• [OBJECTIVE] Extract every line of the items below that contains the string "person", matching case exactly.

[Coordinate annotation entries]
• • • • • • •

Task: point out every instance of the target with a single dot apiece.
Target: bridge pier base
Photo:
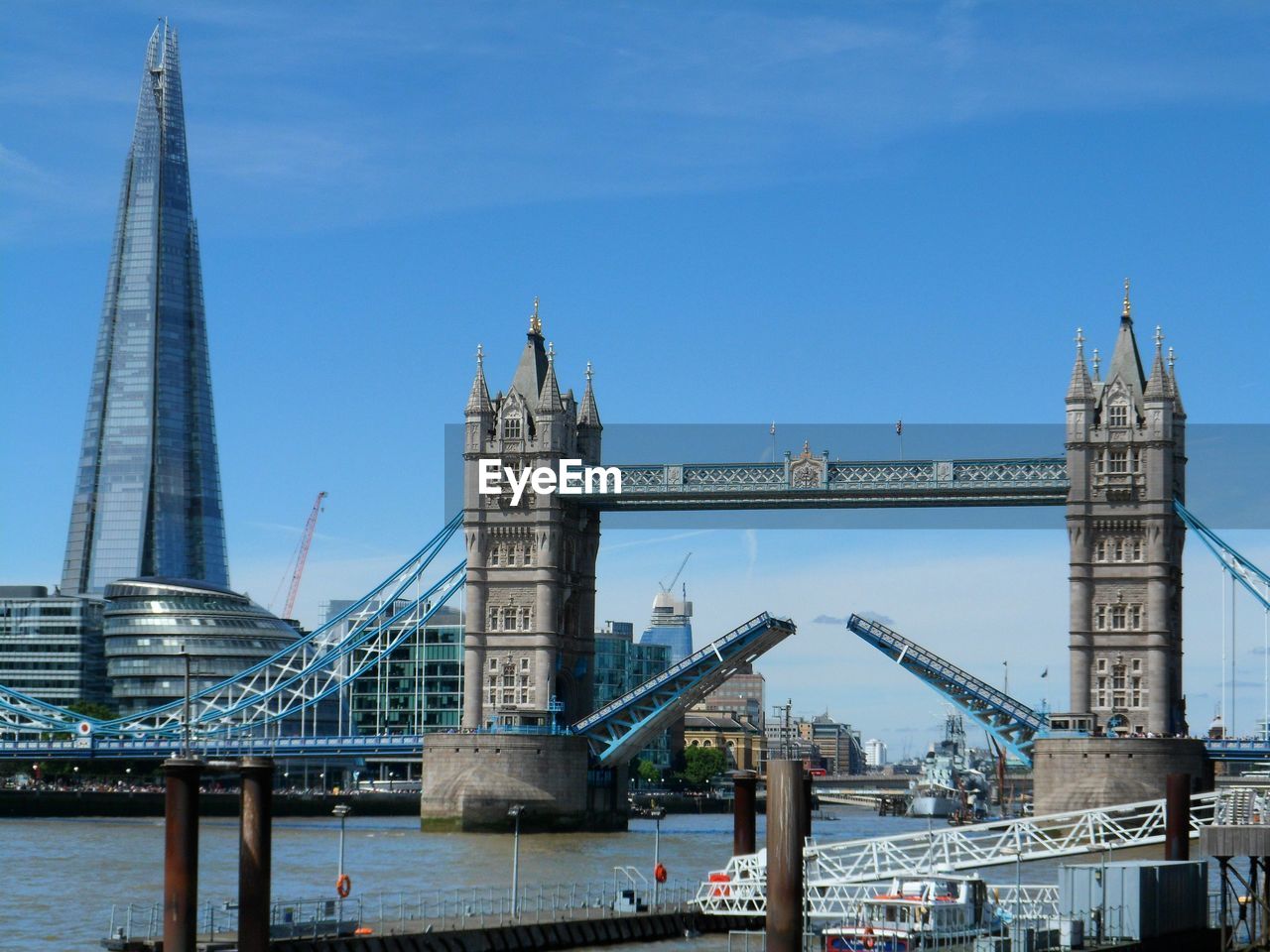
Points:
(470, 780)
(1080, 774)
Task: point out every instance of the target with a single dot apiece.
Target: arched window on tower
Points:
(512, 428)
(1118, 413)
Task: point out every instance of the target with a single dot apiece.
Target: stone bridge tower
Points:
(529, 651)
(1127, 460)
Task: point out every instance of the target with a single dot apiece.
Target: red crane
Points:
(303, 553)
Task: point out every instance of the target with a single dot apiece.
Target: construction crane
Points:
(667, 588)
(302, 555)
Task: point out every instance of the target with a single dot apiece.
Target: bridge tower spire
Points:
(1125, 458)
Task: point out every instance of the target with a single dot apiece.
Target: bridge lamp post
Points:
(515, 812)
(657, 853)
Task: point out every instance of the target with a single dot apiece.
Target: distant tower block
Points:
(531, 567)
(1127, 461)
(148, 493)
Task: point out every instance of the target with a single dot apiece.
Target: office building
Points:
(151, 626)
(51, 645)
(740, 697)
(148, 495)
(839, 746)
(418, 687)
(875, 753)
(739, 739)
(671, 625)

• • • • • • •

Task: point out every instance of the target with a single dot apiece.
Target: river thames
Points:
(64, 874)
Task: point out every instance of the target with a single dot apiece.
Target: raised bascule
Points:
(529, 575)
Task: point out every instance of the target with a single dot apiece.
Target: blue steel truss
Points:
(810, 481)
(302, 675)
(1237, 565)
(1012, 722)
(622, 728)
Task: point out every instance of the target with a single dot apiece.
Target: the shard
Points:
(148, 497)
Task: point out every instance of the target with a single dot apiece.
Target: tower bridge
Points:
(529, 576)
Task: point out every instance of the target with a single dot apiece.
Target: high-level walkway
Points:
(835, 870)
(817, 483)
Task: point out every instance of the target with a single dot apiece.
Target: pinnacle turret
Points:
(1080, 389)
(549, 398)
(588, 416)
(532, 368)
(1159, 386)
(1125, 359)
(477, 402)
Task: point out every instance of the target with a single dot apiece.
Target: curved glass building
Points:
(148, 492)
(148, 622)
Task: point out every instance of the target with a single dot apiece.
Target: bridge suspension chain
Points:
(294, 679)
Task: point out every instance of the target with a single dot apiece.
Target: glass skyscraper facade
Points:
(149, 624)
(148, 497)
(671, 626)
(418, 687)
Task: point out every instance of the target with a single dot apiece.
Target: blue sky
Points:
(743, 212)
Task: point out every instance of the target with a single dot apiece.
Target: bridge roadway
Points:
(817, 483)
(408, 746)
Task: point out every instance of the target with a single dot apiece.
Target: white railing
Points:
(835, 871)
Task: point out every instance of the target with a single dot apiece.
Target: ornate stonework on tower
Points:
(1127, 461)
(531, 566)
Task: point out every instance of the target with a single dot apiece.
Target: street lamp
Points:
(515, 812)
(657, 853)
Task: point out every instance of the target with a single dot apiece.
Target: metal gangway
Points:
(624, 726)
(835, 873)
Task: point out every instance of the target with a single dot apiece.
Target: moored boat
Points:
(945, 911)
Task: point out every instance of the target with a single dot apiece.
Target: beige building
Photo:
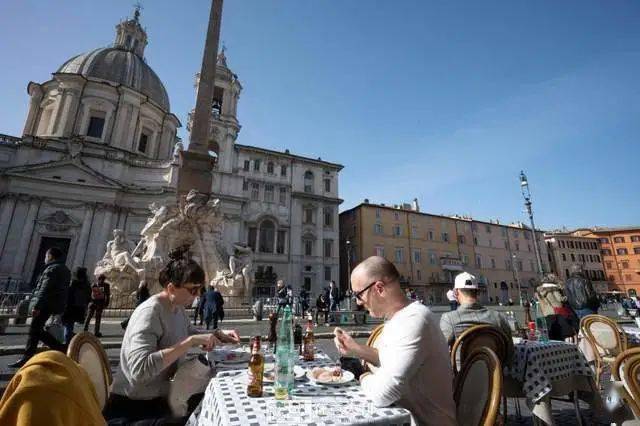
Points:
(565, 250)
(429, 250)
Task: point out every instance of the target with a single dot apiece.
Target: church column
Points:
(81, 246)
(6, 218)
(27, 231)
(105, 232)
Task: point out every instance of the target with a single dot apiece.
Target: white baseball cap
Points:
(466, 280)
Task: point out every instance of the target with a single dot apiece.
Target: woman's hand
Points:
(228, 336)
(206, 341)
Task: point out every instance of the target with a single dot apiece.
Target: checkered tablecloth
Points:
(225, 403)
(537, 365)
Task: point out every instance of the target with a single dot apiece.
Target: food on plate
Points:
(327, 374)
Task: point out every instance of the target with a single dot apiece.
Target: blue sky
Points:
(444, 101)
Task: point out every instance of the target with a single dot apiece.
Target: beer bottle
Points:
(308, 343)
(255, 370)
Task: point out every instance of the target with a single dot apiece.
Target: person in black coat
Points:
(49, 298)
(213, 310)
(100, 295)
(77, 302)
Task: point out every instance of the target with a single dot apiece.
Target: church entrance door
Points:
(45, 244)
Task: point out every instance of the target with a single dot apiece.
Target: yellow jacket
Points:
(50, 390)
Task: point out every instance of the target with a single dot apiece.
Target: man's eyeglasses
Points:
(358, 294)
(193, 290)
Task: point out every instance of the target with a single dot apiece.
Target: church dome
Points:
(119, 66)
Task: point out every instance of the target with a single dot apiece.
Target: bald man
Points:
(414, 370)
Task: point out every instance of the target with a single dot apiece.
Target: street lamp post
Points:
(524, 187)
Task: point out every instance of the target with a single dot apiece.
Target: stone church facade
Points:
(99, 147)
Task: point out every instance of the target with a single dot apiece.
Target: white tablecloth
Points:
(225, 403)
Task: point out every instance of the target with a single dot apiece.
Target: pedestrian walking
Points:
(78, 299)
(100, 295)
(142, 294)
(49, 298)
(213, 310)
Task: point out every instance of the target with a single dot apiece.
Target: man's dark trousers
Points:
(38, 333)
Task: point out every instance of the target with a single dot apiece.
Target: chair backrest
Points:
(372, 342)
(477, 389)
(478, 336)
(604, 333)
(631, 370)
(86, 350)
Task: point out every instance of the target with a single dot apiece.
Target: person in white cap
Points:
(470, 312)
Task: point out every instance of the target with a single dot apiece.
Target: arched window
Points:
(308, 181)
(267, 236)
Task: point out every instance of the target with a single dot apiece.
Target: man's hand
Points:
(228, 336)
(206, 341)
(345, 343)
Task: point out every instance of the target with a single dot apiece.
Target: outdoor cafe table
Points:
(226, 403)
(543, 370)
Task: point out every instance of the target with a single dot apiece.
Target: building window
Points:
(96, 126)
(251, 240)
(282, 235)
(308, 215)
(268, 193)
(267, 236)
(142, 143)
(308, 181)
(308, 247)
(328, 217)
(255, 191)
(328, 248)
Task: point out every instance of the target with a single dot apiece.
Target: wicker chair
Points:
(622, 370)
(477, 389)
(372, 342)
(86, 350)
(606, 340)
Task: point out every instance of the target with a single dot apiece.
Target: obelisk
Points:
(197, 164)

• • • • • • •

• [COMPLETED EXERCISE]
Target: person in black coat
Target: person in white cap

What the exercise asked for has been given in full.